◆ **Problem details**: Rewrite the rows below from the start through the line containing "(1255, 754)", changing "yellow network cable" to "blue network cable" wherever it appears and leaving everything else unchanged.

◆ **Raw data**:
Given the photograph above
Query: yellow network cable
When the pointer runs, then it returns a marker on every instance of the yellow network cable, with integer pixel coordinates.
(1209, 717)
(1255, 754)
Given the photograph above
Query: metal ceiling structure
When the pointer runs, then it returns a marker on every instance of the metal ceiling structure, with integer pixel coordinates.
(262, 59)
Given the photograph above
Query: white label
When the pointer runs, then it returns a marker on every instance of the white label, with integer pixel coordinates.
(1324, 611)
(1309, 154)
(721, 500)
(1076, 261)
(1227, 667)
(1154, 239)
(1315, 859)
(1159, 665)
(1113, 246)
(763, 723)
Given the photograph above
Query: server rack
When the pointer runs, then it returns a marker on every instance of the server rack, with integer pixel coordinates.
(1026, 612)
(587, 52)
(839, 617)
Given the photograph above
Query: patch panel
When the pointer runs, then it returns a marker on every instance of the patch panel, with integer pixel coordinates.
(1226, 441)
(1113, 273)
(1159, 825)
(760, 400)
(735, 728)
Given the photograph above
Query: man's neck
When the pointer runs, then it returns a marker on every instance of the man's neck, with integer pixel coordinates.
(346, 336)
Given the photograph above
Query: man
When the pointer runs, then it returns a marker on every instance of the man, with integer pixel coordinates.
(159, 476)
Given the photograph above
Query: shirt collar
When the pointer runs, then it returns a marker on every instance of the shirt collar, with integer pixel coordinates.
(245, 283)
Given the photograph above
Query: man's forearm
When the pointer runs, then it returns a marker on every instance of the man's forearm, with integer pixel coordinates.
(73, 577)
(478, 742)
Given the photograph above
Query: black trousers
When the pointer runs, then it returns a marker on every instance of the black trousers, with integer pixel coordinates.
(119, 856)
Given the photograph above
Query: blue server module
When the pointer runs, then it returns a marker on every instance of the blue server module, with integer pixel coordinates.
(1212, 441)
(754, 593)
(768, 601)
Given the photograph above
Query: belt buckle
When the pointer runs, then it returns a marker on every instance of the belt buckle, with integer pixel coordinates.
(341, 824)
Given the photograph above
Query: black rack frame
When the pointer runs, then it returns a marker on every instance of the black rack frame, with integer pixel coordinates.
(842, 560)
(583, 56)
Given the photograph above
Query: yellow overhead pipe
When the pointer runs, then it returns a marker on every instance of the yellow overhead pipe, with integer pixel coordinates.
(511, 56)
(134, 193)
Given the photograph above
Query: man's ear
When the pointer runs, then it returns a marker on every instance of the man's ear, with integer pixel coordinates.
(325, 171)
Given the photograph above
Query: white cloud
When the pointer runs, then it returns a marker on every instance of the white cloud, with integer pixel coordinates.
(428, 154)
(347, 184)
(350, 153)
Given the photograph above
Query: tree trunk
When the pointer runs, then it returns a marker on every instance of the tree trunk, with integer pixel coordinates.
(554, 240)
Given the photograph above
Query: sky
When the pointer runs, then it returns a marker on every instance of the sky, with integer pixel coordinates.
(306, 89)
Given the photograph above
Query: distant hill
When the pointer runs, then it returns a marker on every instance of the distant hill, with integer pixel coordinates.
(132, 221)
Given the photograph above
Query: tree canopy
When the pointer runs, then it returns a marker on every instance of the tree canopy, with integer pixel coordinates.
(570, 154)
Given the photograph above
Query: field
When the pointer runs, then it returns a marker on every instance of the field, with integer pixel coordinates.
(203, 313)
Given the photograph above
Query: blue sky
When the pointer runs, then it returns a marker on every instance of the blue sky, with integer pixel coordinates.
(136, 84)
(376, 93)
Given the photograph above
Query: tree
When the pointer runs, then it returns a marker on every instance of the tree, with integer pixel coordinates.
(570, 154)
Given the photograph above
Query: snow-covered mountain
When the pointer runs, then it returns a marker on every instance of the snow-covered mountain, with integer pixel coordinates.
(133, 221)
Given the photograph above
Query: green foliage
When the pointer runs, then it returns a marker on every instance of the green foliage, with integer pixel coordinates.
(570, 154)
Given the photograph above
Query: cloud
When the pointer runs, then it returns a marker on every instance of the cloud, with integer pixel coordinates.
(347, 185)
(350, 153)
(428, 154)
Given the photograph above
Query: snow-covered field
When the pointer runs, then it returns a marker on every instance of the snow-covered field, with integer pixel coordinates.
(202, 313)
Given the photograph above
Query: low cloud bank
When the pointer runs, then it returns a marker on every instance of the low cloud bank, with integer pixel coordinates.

◆ **Task output**:
Given the photograph above
Query: blue network cable
When the pointer runs, then it returns a marker on every instance of the blue network cable, with integer pixel coordinates.
(1209, 717)
(1255, 754)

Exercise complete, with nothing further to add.